Exercise - Go through the entries below and return every line that contains "digging".

Given entries -

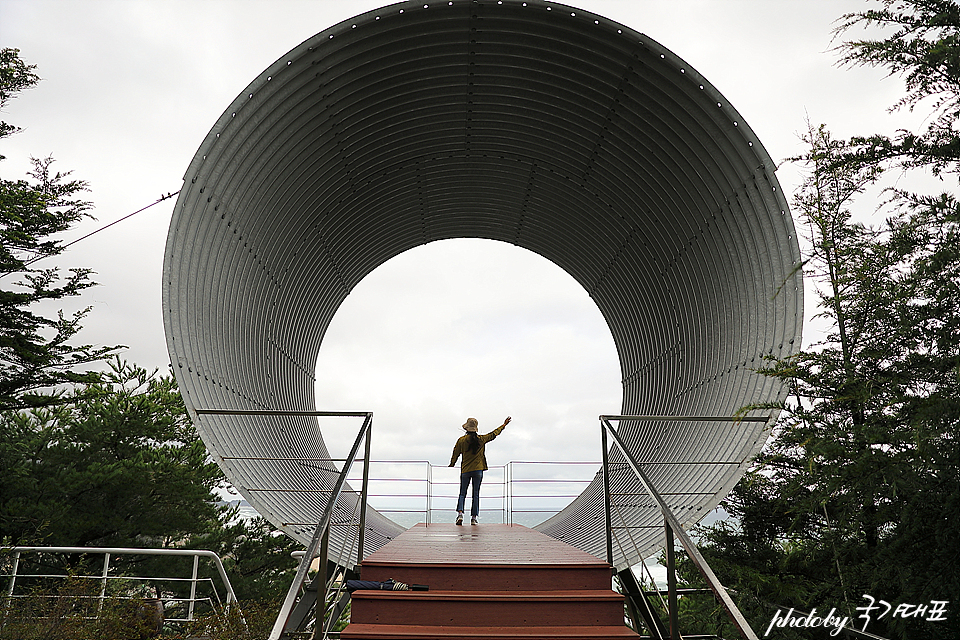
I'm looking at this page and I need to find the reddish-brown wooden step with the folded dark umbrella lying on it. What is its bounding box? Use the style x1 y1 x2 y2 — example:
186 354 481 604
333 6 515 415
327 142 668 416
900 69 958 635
350 589 623 627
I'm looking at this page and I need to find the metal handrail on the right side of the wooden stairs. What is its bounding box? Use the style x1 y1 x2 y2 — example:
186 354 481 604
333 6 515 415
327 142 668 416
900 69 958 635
600 416 770 640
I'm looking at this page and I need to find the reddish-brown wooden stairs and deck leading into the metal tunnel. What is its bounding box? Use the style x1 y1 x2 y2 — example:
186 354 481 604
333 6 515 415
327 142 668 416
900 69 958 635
341 524 637 640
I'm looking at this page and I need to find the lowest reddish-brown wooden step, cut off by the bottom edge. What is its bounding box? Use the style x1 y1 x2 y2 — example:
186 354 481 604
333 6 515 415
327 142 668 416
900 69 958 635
340 623 637 640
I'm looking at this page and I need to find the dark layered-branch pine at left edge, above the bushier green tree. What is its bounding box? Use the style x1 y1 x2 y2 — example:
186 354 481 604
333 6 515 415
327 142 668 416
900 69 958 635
0 49 117 410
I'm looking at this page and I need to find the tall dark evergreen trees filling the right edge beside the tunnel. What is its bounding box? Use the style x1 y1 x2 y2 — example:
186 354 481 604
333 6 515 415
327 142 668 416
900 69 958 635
672 0 960 639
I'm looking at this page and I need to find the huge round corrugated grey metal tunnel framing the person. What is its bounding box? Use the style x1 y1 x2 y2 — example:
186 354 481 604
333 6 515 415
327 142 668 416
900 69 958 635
163 0 802 568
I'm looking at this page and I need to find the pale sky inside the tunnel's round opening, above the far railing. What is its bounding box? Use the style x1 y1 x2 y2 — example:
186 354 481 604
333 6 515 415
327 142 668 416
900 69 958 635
315 238 622 464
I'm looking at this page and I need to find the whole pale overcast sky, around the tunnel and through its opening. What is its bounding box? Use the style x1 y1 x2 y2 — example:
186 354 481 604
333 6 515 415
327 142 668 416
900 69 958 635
0 0 928 480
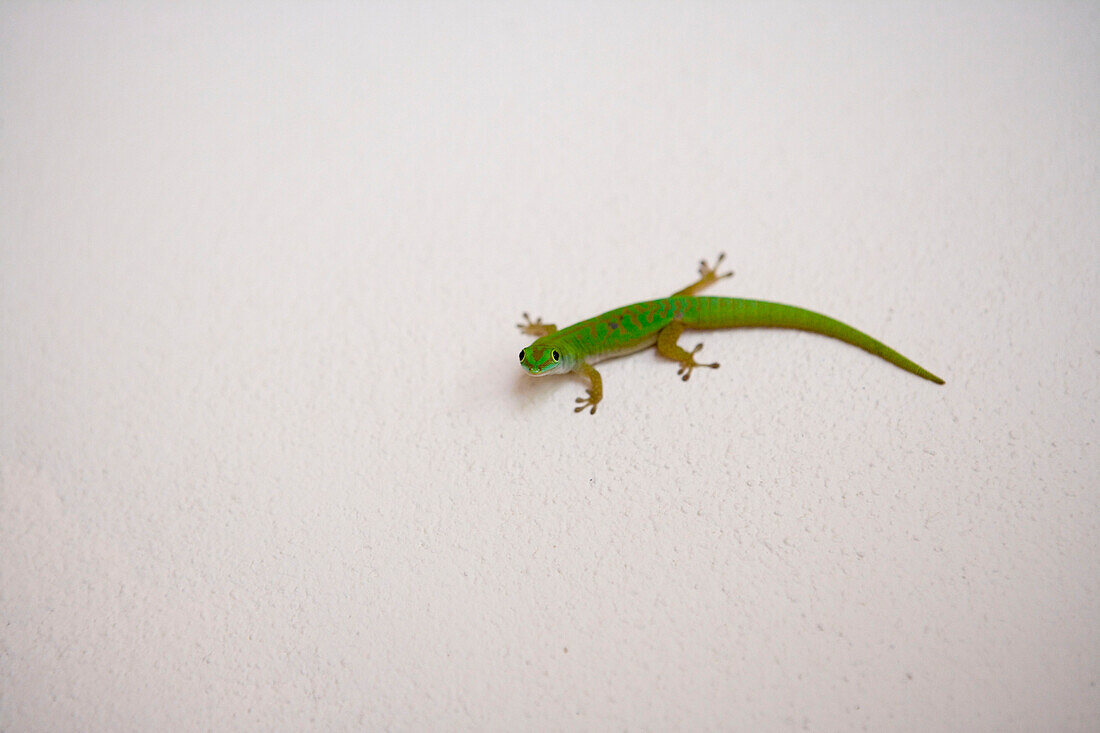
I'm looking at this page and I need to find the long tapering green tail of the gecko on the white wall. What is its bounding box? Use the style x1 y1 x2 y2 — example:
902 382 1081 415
696 298 944 384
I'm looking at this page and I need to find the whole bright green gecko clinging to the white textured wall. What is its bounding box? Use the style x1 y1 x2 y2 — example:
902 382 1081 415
516 254 944 415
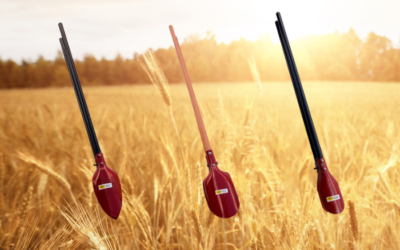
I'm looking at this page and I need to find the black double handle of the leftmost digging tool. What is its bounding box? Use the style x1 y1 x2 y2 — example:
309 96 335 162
58 23 101 155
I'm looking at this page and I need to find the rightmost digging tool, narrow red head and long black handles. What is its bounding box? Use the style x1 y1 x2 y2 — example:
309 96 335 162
275 12 344 214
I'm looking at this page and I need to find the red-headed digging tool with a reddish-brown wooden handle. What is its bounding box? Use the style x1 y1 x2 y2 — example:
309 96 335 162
169 25 240 218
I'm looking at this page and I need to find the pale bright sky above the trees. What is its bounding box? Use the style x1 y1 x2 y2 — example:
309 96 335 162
0 0 400 62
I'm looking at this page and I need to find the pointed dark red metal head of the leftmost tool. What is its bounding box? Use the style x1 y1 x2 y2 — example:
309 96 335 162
92 153 122 219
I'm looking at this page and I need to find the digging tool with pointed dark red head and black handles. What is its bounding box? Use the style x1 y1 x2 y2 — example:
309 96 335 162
58 23 122 219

Output of the task -
I'm looking at this page and I need to find the black double handle of the leftmost digging tool. What is its bounding box? Use the style x1 y1 x2 y2 — example:
I'm looking at this page and I need to find the rightmost digging tool, narrow red head and long black handles. What is its bounding box? Use the style x1 y1 x2 y2 — example:
I'm looking at this page and I need to find the red-headed digging tool with a reddish-brown wooden handle. What is its bounding box? Use the style x1 y1 x2 y2 — example:
I'm looking at this page and I need to find the digging tool with pointed dark red head and black handles. What is its bounding box? Use the style x1 y1 x2 y2 — example:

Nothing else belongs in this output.